In today’s market, innovation matters. Yet, innovation still remains an elusive pursuit. The key begins with designing experiences that deliver value and enhance relationships.
The quest for innovation is the most common pursuit in business. Yet, the most common pursuit is often the most elusive and ambiguous in theory and in practice. However, when innovation is achieved it makes the difference between products that are interesting and ones that are market defining. While user-centered design methods are a fundamental part of our innovation practice, we prefer to speak more of the concept of value-centered design.
Innovation Is About Value
Before we dive any deeper into innovation, let’s make one thing clear: innovation isn’t about technology. Some people might call a futuristic technology innovative, even if it won’t be ready for public consumption for a decade. We don’t. For us, innovation is about value. When you design a connected product or service, your goal is to give users something valuable that they can seamlessly integrate into their daily lives, and get enough users to adopt it so that your business gets value in return.
Throughout the years, we have guided our clients toward the idea of value-centric design. It allows you to see users as a partner in your effort. If you understand their contexts, design what they need, and deliver lasting value to them, they return that value to you. In a symbiotic relationship, everybody wins. While user-centric design brings focus to the user, the value-centric design takes things one step further instead of just uncovering what users want, you’re building a sustained relationship based on a product experience that connects with them. If it’s sustainable, then it’s good for you and good for them.
Beyond the shiny icons, clever features, and compelling technology, a product experience is measured by what it allows people to accomplish. Whether needs are met by a new feature or a better solution to a common issue, the promise of value is what drives users to pick up your product in the first place. Your job is to constantly make sure that their investment of time and money was worth it. If your application doesn’t improve how users’ needs are met, you have missed the point of great product and experience design. Ultimately, you want to create an experience that people never want to be without.
Value Is A Two Way Street
As businesses offer products and services to customers, they make a value proposition: “If you purchase this product, we promise it will bring you the following benefits…” Implied in a value proposition is that both the user and the business will benefit. The benefits will be both tangible and intangible. The more valuable a product offering is in the mind of the consumer, the larger the increase in customer base, revenue, or equity for a business. For example, Netflix’s early value proposition was that by signing up, users would get immediate and convenient access to an enormous DVD library on their own terms, without late fees. Underlying that promise was the potential to take market share from movie rental companies that did things the old-fashioned way.
Value propositions are crafted early on and shape the design process. Value is about creating a sense of worth that moves beyond money and ultimately creates meaningful relationships. With the hope of building a relationship that can go anywhere, new mobile, connected services need to intrinsically tie their goals to the aspirational goals of the user. By capturing the fundamental impact you’ll have on users lives, you can ensure the end goals, for both user and enterprise, are always in sight.
Value is about creating a sense of worth that moves beyond money and ultimately creates meaningful relationships.
# # #
INSTRUCTION 1: Rewrite the paragraph of the innovation article that begins "As businesses offer products and services" as a short bulleted list that keeps its main facts.
The article on innovation has nothing to do with the records that come next.
# # #
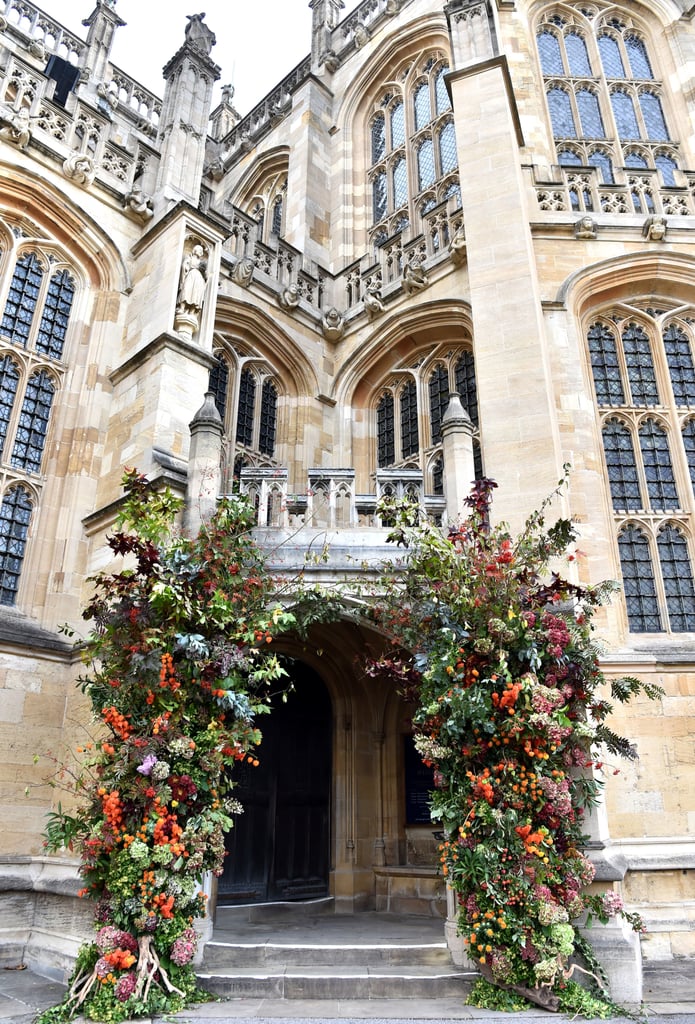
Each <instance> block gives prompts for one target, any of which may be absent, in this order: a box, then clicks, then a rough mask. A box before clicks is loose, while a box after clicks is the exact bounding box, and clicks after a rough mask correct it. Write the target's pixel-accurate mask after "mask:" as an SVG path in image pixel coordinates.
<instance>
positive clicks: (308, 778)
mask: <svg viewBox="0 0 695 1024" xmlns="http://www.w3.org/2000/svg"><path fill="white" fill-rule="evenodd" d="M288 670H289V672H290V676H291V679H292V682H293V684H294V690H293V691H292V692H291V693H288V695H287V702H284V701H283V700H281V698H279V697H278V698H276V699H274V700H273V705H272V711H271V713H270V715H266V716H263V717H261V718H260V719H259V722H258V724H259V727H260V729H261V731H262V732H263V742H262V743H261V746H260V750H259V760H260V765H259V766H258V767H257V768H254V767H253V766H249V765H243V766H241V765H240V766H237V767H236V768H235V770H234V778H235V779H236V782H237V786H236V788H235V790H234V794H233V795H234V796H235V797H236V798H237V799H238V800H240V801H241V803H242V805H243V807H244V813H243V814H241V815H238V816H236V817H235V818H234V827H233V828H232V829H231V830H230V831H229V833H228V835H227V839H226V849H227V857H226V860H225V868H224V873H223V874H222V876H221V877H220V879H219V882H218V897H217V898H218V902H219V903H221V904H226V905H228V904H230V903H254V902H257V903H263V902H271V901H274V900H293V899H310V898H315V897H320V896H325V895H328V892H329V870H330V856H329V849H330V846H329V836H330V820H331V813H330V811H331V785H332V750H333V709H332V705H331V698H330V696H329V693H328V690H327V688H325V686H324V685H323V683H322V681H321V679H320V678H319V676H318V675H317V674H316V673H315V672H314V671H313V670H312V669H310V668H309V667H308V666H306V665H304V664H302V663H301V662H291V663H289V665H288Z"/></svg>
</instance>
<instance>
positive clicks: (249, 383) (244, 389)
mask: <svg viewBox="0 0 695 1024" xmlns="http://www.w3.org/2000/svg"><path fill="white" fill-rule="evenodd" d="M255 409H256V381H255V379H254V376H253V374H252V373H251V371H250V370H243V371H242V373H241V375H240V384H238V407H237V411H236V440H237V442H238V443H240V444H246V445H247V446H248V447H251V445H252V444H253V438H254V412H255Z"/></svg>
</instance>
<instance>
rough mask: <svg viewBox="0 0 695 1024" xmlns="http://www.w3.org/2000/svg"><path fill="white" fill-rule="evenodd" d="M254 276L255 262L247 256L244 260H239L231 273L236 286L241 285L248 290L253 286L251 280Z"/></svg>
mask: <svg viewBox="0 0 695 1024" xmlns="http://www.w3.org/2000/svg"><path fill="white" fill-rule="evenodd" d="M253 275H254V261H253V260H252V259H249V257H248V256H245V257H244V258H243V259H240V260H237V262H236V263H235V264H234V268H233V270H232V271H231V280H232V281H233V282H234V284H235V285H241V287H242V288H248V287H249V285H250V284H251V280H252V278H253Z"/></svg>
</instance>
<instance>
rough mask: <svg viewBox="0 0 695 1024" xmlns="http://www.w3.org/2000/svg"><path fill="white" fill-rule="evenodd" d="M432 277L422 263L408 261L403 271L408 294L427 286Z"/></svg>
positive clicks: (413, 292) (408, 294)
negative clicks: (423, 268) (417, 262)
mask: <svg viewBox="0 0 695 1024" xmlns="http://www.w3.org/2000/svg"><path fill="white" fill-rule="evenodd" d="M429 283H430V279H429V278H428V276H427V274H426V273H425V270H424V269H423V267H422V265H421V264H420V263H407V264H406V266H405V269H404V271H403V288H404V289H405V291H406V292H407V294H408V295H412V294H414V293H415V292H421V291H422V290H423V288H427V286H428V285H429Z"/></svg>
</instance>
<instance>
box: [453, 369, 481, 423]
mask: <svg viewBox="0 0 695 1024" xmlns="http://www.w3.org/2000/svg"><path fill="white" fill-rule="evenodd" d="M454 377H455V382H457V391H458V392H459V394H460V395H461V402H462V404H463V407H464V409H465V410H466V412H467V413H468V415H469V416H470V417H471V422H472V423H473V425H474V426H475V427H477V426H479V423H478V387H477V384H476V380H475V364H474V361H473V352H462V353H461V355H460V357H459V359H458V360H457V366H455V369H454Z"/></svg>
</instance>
# # #
INSTRUCTION 2: Echo everything in the records from their start down through the line that contains "positive clicks: (308, 778)", including both ends, and leave the pictures out.

WORKED SOLUTION 1:
- When businesses offer products and services, they make a value proposition: a promise of benefits if the customer buys.
- A value proposition implies that both the user and the business will benefit, in tangible and intangible ways.
- The more valuable customers think an offering is, the more a business's customer base, revenue, or equity grows.
- Netflix's early value proposition was immediate, convenient access to a huge DVD library on users' own terms, with no late fees.
- Behind that promise was the chance to take market share from old-fashioned movie rental companies.

WORKED SOLUTION 2:
Each <instance> block gives prompts for one target, any of which may be absent, in this order: a box, then clicks, then a rough mask. A box before clicks is loose, while a box after clicks is the exact bounding box, and clicks after a rough mask correct it. Write the target's pixel-accurate mask after "mask:" as an SVG path in image pixel coordinates.
<instance>
positive clicks: (308, 778)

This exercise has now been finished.